__The request__. Rewrite the data below as a JSON list of strings, covering only the stretch from the line containing "Find the child's raised" through the line containing "x=1051, y=94". Give one string per line and leave out any blank lines.
━━━ Dataset rows
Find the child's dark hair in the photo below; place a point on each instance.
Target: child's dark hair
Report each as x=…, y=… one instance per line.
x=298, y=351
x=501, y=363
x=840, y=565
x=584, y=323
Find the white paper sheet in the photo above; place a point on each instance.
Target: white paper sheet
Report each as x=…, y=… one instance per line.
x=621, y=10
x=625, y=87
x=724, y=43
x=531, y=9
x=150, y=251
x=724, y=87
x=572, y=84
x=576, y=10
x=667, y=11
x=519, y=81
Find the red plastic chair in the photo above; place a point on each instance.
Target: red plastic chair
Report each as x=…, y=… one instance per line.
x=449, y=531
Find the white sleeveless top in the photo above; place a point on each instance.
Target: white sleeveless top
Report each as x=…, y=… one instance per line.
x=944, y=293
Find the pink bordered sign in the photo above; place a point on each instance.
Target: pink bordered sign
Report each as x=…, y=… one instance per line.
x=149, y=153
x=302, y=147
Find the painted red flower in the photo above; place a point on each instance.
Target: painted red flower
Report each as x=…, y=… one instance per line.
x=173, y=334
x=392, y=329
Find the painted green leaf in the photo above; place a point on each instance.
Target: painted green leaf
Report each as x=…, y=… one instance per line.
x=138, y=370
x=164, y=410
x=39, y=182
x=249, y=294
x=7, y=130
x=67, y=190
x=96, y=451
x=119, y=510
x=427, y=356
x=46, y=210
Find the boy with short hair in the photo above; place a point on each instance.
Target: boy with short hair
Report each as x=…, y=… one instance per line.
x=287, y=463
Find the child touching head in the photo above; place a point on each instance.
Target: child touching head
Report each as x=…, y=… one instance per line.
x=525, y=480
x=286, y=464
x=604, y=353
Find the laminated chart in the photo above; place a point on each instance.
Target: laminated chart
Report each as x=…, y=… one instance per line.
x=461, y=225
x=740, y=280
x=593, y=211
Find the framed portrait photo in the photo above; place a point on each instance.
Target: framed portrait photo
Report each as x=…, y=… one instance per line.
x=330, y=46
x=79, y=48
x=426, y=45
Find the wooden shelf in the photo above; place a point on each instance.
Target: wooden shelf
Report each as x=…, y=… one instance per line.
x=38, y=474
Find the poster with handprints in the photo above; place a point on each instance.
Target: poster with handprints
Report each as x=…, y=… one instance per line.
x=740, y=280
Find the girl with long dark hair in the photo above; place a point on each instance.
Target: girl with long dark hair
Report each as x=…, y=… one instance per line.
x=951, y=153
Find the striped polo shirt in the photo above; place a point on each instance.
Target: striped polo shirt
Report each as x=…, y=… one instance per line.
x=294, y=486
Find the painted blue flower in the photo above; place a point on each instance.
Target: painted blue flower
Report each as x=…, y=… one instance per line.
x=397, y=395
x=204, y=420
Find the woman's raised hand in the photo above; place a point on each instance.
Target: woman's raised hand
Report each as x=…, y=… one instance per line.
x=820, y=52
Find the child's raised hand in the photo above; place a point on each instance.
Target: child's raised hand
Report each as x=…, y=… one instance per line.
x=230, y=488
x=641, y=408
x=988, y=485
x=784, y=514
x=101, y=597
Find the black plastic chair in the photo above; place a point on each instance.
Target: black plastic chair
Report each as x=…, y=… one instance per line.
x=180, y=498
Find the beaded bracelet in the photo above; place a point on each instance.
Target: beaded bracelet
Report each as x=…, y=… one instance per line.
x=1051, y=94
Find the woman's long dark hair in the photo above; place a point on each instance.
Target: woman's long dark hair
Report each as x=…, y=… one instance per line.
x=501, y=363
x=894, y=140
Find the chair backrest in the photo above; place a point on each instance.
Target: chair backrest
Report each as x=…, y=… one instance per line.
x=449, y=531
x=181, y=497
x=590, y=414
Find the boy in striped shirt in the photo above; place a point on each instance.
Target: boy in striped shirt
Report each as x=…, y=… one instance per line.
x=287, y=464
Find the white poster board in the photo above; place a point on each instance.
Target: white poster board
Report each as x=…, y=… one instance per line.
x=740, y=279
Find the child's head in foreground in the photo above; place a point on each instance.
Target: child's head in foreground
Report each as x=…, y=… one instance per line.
━━━━━━
__The answer__.
[
  "Find the child's raised hand in the photo above; place a point on each instance.",
  "Target: child's raised hand",
  "Report each as x=…, y=… one instance per line.",
  "x=230, y=488",
  "x=641, y=408",
  "x=988, y=485",
  "x=784, y=514",
  "x=101, y=597",
  "Find the black plastic chair in the photo above; place a point on each instance.",
  "Target: black plastic chair",
  "Report each as x=…, y=… one instance per line.",
  "x=180, y=498",
  "Find the beaded bracelet in the photo above; place a point on each instance.",
  "Target: beaded bracelet",
  "Report each as x=…, y=… one instance per line.",
  "x=1051, y=94"
]